**Exercise text**
Sunday, 7 April 2013

WORK..the curse of the drinking classes..Part 1

I have been in Mondulkiri for a month and have been trying to figure out what and how to do whatever it is I am meant to be doing here. This is a perennial problem for volunteers in Cambodia and often people end up doing entirely different things to what they arrived for. For example, although I am meant to work with secondary science teachers and help them with doing/getting started on practical science I have already been roped into helping with the teaching/training for teaching of english in primary schools.

When I arrived I was immediately drafted into a prize giving ceremony...It was on the day that the queen (Lizzie) was brought to hospital, otherwise she might have been asked herself.




One of the first things i noticed, outside all the dust on the roads and everywhere was that the kids seemed to  spend a lot of time in the playground (a playground is a space around a school building , like Ireland in the time of your grandparents). I have since noticed this is the norm here as teachers may have other activities to engage in ( and often not connected with their education jobs).











Well that day I was new and obviously a major celebrity. I still hadn't seen where I was to work.

The project is to introduce practical work into science teaching in the provence. There are only a small number of secondary school and even less (3) upper secondary schools. Teachers teach (when they teach) by rote and entirely from the textbook. There is no flexibility in their teaching and notions of inquiry based learning is a foreign idea.

**Work to complete**
1 – Answer these from the Mondulkiri blog post above:
(a) How long has the writer been in Mondulkiri?
(b) Which teachers is the writer meant to work with?
(c) How many upper secondary schools does the post say there are?
2 – Retype the section of the Mondulkiri blog post that opens with the words containing "Sunday, 7 April" and closes with "in primary schools.".

**Data listing**
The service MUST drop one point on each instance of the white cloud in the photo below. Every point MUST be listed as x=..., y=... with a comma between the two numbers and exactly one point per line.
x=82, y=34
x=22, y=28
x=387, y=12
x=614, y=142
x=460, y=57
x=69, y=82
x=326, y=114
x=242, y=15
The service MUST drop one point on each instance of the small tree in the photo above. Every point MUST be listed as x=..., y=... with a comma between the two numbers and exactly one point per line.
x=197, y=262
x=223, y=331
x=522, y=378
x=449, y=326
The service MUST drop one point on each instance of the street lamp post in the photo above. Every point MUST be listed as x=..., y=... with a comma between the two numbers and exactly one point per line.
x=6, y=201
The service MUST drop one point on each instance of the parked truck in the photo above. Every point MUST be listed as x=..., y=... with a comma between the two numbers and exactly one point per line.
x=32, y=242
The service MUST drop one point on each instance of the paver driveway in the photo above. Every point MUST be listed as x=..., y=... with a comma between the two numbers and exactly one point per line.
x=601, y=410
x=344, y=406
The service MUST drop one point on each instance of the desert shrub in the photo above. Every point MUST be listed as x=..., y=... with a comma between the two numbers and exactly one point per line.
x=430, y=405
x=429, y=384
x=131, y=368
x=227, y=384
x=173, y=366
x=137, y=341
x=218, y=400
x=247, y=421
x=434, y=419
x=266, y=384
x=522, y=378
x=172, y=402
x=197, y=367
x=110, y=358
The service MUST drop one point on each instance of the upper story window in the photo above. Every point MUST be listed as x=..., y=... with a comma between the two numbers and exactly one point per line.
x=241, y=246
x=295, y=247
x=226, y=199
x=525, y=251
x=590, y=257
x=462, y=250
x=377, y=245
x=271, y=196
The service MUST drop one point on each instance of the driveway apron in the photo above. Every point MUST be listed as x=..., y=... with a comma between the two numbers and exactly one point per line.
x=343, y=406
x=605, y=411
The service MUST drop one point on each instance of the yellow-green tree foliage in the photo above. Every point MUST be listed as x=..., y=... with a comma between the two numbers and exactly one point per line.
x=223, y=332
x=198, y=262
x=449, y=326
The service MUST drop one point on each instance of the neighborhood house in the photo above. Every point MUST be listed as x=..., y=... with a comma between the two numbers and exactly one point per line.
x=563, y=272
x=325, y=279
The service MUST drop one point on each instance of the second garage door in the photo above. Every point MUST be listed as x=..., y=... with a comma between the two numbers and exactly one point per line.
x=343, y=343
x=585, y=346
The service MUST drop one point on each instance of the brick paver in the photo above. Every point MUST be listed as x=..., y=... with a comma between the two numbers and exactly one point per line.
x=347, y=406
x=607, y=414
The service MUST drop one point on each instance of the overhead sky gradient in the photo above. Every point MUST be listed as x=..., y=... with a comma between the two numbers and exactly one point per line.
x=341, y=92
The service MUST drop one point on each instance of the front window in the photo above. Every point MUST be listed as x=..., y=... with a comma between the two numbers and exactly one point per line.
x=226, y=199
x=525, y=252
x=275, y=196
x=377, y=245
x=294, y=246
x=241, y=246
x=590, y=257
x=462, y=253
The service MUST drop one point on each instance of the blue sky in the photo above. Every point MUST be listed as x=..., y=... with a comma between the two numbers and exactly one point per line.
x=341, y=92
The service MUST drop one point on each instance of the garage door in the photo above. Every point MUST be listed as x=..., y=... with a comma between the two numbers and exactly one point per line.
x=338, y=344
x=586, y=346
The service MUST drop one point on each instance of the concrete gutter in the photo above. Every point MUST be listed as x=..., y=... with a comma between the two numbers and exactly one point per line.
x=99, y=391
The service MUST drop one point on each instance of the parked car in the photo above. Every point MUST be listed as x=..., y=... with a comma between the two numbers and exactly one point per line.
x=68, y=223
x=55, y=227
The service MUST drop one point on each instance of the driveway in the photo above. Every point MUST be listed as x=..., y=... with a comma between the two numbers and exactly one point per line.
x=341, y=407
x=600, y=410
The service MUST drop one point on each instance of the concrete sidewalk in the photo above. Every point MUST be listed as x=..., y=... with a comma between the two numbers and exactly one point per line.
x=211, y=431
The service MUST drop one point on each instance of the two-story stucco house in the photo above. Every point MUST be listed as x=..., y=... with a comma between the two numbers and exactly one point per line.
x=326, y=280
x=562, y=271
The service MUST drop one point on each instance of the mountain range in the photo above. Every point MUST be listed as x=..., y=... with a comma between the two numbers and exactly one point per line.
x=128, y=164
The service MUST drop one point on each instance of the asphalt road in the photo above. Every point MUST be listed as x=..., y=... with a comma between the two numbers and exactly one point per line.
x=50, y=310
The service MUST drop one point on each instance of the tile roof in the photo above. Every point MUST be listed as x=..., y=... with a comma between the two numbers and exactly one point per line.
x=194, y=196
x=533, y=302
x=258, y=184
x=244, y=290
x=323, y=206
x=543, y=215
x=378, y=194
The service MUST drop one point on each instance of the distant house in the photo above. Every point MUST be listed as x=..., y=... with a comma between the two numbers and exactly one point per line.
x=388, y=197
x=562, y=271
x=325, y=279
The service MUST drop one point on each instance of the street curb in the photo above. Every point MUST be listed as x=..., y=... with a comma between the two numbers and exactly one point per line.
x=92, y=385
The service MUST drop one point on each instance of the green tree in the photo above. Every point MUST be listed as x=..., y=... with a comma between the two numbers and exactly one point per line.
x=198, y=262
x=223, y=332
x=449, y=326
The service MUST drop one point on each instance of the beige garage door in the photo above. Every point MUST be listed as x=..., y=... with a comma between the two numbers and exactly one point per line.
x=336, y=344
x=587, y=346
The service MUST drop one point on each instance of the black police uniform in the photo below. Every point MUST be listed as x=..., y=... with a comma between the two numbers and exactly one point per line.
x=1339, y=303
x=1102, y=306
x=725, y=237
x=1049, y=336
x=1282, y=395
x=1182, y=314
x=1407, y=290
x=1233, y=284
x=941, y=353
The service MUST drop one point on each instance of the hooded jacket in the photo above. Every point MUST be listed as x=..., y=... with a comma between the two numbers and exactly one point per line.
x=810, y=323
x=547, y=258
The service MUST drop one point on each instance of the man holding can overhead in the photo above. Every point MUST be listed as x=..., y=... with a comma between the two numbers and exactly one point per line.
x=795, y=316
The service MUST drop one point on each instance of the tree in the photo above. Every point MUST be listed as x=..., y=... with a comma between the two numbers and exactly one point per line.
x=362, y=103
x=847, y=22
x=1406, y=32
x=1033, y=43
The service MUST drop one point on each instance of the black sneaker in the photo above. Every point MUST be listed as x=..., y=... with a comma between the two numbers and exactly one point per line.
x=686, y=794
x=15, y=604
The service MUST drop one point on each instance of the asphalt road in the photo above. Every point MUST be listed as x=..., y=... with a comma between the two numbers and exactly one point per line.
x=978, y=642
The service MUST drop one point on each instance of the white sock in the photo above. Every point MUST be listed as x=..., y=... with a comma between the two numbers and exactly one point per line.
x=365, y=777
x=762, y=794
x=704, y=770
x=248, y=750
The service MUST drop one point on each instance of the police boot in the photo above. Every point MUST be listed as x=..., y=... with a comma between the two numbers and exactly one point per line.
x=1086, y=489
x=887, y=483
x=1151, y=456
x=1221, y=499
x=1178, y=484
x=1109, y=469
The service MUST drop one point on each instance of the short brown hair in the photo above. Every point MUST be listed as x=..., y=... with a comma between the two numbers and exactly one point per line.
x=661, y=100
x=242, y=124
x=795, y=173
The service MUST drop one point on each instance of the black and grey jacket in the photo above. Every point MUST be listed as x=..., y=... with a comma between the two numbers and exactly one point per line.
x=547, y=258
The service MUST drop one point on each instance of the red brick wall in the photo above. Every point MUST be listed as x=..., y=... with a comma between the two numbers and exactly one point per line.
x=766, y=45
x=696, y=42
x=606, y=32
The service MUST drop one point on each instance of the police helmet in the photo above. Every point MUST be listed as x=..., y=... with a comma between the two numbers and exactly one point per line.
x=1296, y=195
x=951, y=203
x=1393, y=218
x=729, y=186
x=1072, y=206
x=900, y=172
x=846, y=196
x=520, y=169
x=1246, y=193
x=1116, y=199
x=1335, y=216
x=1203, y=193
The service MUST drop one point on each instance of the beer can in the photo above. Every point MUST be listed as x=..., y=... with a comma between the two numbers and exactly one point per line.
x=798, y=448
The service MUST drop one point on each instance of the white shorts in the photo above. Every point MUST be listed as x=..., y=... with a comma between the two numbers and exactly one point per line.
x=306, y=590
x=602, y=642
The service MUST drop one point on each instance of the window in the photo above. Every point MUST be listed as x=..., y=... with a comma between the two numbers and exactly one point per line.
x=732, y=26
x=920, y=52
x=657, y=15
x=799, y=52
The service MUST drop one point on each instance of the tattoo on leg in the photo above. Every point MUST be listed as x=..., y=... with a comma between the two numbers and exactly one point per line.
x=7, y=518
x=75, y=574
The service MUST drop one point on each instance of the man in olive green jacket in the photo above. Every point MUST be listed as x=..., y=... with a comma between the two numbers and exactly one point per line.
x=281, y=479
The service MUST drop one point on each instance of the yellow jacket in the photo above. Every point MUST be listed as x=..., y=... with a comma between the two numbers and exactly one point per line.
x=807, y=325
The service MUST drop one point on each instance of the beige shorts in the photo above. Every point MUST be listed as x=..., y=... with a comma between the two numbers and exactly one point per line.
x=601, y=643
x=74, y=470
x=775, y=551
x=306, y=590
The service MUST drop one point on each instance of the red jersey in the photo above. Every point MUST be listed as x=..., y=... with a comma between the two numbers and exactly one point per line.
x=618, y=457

**Answers to the tasks**
1 –
(a) A month.
(b) Secondary science teachers.
(c) Three.

2 –
Sunday, 7 April 2013

WORK..the curse of the drinking classes..Part 1

I have been in Mondulkiri for a month and have been trying to figure out what and how to do whatever it is I am meant to be doing here. This is a perennial problem for volunteers in Cambodia and often people end up doing entirely different things to what they arrived for. For example, although I am meant to work with secondary science teachers and help them with doing/getting started on practical science I have already been roped into helping with the teaching/training for teaching of english in primary schools.